Written request
Format the stretch of material from its first line through the line containing "[(617, 265)]" as a Markdown table with the columns Row and Line. Number each line and leave out blank lines.
.....
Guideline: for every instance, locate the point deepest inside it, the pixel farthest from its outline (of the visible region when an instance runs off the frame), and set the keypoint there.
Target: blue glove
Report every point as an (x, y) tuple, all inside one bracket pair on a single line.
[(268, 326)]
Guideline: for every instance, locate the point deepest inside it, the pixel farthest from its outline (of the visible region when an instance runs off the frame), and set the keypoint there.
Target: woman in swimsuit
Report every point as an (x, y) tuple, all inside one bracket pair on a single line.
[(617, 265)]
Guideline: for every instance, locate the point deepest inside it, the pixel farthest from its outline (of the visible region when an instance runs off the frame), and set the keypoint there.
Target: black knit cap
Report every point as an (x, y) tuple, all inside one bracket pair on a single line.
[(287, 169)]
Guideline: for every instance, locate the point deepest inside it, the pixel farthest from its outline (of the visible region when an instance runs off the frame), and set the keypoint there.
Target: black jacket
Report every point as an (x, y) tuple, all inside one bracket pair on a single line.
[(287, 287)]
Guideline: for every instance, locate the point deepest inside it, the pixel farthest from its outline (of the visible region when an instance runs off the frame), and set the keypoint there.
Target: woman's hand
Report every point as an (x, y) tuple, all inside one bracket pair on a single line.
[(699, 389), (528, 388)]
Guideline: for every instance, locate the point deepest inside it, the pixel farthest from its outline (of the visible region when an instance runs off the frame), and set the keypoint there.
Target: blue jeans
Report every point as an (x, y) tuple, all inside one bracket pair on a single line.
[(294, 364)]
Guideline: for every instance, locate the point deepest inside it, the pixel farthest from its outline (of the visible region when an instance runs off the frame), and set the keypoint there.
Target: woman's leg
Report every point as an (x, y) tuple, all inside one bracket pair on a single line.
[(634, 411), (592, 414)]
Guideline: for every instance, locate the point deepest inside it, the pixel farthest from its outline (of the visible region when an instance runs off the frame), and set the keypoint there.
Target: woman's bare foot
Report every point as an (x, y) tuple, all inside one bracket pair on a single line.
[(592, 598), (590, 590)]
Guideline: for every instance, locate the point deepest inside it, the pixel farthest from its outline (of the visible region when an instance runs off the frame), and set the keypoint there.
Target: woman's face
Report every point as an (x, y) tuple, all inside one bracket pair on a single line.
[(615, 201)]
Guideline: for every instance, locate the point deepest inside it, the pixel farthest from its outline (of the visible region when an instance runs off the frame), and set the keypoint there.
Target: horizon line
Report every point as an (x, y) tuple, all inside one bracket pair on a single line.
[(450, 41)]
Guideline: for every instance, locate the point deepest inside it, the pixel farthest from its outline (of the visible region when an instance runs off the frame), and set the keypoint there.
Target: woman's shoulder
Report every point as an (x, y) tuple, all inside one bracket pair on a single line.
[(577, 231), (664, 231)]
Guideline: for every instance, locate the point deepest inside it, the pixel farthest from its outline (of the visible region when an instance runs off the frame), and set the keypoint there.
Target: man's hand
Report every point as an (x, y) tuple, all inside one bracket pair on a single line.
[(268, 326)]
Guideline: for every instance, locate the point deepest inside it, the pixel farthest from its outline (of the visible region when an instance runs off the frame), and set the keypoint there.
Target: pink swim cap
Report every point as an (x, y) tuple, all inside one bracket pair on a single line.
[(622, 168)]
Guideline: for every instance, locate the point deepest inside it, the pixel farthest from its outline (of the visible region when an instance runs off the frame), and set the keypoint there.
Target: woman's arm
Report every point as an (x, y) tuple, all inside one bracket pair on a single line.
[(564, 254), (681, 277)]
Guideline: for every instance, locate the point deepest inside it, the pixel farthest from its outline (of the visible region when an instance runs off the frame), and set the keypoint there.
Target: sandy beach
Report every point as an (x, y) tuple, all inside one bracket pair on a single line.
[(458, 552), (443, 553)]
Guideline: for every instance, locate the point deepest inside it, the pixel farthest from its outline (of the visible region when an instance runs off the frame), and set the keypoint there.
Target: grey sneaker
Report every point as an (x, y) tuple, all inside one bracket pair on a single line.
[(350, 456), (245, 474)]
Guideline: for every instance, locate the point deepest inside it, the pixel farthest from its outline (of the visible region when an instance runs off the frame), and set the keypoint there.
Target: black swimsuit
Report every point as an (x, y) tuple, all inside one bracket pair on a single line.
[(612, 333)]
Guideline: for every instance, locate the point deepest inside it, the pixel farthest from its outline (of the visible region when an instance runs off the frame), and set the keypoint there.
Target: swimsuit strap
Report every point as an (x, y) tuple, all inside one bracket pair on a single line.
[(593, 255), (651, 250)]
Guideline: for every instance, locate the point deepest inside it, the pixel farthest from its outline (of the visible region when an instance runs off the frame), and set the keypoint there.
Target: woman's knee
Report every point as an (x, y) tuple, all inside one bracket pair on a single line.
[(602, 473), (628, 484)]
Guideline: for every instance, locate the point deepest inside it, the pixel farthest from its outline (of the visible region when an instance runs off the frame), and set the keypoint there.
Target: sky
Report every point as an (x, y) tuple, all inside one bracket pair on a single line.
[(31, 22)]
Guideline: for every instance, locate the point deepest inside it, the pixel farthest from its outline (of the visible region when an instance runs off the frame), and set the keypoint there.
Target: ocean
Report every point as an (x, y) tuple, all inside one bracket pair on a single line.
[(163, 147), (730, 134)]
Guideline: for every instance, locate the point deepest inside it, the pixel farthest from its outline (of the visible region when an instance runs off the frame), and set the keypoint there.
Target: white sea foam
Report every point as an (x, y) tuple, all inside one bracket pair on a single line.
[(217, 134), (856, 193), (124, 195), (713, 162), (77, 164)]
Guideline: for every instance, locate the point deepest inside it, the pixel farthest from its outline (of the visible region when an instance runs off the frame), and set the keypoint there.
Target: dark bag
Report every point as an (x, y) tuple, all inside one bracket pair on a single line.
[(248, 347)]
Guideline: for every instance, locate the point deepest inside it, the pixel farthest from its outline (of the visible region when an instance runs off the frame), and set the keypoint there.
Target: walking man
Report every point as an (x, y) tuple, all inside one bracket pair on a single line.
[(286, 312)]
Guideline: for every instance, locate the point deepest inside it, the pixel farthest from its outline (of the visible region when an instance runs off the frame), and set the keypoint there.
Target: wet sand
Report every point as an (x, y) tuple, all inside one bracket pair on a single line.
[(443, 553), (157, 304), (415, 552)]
.....
Task response
| Row | Line |
|---|---|
| 1 | Guideline: for every instance, locate the point deepest inside it, the pixel farthest from its outline (of the visible region when an instance runs off the frame), and set the keypoint there. |
| 2 | Target: blue glove |
| 3 | Report every point as an (x, y) tuple, all inside one bracket pair on a single line. |
| 4 | [(268, 326)] |
| 5 | Guideline: for every instance, locate the point deepest inside it, the pixel farthest from its outline (of the visible region when an instance runs off the frame), and set the keypoint there. |
| 6 | Target: woman in swimsuit |
| 7 | Report every point as an (x, y) tuple, all inside one bracket pair on a single line. |
| 8 | [(617, 265)] |